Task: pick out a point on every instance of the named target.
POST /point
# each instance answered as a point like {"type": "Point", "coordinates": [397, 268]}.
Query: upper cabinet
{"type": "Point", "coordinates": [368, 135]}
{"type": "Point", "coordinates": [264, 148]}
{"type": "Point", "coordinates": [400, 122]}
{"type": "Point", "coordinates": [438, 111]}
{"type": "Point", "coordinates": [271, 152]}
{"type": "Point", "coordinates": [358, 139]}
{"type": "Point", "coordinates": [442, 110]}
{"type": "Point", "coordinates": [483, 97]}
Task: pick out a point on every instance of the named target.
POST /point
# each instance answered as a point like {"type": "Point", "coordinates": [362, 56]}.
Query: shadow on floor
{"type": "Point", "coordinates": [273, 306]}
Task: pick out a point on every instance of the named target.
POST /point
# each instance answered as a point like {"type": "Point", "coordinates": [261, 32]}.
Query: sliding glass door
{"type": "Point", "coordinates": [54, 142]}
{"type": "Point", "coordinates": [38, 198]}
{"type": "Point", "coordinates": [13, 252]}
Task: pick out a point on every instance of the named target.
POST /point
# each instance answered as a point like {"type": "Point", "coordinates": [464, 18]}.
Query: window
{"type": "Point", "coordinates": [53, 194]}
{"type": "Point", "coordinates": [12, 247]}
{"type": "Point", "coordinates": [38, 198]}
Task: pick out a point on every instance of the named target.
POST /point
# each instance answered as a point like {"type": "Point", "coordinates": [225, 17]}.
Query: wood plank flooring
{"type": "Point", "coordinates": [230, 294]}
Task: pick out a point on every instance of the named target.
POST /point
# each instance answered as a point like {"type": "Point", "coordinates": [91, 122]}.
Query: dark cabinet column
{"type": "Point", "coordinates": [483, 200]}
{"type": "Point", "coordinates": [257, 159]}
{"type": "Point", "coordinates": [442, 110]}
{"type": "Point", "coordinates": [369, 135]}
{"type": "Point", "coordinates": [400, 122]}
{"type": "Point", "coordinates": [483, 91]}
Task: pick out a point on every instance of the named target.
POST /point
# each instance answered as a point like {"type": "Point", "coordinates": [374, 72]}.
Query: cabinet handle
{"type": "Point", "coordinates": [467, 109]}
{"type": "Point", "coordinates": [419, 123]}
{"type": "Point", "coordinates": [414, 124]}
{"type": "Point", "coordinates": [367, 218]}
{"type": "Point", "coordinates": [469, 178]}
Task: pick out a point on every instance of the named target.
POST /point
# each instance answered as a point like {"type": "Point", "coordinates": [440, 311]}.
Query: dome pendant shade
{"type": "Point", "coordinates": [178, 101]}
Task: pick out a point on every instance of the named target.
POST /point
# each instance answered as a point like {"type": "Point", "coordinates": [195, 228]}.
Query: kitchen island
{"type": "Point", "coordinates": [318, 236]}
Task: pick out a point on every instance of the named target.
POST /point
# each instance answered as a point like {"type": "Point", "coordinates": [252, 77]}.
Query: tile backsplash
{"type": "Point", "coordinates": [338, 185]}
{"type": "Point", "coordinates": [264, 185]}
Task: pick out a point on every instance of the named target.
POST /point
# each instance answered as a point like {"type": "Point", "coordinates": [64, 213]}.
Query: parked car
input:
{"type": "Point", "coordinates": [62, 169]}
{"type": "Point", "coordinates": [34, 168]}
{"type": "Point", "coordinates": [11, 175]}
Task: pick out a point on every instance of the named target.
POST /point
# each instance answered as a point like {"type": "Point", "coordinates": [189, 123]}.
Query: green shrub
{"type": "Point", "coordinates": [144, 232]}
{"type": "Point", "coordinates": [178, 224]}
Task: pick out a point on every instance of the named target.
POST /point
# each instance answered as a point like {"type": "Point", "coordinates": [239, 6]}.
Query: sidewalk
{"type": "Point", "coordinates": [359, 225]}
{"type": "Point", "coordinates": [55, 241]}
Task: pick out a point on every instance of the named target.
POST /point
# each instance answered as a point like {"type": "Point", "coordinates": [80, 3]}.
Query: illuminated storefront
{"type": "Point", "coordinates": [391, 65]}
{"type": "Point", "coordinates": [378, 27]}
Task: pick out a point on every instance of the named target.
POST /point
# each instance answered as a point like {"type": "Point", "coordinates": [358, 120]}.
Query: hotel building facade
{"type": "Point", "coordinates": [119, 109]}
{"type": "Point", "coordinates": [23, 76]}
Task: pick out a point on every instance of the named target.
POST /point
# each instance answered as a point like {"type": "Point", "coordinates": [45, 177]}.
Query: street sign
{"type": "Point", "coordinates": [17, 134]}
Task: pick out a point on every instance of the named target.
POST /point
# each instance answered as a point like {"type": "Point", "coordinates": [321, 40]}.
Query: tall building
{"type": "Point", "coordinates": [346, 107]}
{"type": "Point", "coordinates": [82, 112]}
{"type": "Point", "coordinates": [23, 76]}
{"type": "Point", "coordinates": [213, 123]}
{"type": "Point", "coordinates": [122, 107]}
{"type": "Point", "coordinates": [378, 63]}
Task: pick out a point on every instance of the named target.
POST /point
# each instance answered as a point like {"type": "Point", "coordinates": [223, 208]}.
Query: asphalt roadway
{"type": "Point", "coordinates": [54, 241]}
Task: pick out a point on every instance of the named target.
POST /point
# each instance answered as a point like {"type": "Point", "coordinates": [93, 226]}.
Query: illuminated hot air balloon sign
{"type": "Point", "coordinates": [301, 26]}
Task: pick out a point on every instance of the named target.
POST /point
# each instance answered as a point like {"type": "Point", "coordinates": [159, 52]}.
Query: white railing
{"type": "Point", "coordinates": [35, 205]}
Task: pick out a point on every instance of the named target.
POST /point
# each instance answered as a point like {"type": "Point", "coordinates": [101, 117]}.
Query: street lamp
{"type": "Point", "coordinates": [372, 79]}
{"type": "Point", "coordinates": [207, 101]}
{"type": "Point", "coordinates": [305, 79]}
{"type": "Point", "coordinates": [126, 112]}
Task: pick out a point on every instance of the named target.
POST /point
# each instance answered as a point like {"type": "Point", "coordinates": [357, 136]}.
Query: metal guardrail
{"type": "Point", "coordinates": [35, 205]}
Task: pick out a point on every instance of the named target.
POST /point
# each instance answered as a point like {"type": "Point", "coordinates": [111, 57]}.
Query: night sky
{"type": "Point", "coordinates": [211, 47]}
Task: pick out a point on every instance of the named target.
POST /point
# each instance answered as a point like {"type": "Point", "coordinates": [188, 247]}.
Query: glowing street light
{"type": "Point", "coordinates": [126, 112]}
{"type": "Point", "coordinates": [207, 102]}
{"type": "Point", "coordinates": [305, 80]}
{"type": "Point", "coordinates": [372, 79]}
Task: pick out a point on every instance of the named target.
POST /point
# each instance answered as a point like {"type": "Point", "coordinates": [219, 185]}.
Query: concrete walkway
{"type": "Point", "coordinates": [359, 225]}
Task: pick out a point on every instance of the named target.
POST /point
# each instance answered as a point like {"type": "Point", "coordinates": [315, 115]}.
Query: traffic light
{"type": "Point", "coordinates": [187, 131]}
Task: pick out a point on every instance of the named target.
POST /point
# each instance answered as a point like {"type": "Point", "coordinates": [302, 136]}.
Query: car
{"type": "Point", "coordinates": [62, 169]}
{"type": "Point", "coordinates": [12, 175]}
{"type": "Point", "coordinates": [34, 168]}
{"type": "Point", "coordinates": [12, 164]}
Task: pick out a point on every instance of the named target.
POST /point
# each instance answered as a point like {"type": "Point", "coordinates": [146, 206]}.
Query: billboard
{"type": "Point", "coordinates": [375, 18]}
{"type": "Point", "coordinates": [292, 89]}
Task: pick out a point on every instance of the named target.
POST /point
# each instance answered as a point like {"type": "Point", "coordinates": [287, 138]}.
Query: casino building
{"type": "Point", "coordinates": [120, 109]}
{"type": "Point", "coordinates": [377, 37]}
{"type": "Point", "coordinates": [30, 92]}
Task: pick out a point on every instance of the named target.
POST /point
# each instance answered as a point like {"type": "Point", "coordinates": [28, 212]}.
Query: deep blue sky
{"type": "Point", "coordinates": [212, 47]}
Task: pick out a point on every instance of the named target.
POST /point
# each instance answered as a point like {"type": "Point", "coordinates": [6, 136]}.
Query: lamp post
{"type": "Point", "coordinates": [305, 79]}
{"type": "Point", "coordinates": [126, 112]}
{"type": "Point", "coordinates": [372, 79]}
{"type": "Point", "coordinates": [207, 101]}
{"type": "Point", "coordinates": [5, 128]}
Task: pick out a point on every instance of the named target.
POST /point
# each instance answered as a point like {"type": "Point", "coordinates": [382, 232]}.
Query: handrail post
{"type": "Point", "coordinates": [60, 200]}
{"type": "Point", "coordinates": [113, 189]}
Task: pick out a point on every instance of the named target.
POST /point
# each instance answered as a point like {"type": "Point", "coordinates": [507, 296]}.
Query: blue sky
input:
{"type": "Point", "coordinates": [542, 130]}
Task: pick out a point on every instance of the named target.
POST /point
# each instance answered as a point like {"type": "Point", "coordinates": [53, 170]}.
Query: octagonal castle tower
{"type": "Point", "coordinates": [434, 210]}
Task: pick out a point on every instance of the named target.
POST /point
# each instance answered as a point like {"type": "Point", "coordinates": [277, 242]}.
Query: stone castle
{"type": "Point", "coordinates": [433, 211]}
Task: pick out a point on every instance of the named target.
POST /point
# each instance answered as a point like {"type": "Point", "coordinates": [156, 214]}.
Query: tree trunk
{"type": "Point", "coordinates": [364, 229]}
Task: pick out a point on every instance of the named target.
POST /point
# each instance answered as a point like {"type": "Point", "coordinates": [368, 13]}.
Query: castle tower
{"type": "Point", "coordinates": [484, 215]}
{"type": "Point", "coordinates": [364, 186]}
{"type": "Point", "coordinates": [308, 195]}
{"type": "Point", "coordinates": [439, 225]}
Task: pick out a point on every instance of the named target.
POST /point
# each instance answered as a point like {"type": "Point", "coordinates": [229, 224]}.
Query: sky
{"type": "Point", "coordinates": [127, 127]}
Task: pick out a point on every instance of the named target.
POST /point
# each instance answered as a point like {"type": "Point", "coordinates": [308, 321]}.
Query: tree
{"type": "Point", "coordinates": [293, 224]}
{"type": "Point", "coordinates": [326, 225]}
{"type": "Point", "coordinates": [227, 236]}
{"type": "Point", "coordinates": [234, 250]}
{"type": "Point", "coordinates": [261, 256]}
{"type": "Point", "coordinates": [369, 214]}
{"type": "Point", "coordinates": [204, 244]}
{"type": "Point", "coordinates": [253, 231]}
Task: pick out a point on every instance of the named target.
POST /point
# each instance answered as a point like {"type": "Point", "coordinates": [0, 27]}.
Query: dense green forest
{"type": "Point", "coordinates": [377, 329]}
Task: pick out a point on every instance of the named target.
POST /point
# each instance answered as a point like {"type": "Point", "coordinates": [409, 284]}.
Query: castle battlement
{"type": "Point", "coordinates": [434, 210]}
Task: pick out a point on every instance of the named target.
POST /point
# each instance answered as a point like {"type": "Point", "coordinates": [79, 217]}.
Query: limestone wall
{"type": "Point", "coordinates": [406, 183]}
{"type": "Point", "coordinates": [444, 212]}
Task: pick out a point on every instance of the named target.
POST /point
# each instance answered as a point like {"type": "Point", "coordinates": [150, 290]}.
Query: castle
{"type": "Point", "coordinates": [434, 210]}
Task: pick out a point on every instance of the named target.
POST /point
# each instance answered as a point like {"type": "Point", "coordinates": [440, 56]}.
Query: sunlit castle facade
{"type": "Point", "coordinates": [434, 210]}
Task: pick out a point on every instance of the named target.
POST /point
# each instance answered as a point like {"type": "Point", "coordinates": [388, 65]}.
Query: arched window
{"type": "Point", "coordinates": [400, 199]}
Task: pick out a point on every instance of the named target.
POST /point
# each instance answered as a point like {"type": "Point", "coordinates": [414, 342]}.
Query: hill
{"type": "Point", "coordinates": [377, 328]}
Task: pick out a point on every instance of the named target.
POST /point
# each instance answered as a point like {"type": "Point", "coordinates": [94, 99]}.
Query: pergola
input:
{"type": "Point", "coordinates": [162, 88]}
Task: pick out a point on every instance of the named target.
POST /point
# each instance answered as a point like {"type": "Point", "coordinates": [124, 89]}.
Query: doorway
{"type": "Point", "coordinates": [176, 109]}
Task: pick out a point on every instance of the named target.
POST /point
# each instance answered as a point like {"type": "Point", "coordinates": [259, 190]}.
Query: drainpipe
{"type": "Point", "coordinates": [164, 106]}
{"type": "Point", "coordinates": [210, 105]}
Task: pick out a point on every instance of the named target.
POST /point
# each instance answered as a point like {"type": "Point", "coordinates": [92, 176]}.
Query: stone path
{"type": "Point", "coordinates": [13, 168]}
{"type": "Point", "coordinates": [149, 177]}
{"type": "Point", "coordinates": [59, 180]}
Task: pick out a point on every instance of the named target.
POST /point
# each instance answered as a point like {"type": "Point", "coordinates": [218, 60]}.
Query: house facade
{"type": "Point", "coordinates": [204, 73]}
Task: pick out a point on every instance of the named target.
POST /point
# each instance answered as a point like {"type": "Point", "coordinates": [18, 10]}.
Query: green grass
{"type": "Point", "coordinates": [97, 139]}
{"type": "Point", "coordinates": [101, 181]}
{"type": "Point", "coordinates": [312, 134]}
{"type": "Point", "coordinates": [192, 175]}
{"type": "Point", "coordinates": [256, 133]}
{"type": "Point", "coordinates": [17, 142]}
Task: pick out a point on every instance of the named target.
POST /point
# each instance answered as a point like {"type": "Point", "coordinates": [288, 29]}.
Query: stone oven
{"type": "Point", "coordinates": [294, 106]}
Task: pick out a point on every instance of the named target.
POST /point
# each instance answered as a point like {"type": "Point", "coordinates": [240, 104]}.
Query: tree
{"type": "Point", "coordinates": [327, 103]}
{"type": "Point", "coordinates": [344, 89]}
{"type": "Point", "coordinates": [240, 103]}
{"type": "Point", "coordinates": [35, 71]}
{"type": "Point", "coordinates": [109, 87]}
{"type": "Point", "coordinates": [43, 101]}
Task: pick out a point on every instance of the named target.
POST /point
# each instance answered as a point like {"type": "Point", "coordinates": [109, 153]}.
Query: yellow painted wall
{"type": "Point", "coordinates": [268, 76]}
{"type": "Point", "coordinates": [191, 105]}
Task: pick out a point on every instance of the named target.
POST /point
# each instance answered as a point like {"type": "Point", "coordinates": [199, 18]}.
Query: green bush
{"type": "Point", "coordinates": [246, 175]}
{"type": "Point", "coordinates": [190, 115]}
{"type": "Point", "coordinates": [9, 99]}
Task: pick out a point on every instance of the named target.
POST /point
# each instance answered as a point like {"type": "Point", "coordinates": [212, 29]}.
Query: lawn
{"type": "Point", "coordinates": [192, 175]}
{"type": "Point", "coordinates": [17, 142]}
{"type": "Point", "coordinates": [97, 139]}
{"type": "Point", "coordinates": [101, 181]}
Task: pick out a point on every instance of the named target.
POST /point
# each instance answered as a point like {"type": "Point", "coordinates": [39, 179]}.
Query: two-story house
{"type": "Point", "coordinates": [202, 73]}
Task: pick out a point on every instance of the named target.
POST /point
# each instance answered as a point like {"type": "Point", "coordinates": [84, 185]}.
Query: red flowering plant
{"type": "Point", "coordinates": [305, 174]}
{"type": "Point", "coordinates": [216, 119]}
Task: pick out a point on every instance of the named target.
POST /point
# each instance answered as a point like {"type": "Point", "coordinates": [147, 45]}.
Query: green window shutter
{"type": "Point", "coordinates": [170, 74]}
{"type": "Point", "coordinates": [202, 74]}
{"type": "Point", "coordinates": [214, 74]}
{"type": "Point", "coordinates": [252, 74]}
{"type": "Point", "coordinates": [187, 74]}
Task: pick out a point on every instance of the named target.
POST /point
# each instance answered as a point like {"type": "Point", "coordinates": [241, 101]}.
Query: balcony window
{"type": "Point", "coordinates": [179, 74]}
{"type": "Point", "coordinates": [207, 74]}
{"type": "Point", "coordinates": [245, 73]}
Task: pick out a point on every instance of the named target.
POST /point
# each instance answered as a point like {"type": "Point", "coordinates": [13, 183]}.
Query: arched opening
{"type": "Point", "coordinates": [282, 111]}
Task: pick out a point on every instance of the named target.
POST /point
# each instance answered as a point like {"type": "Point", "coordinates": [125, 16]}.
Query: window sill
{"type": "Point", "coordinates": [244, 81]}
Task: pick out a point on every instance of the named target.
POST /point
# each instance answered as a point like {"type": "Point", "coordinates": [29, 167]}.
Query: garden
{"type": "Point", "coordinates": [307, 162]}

────────────────────────────────────────

EXERCISE REQUIREMENTS: Find every line in the items above that contains the string "green", and copy each of those lines. Case counts.

TASK SOLUTION:
Query: green shrub
Query: dense green forest
Query: green grass
Query: green bush
Query: green window shutter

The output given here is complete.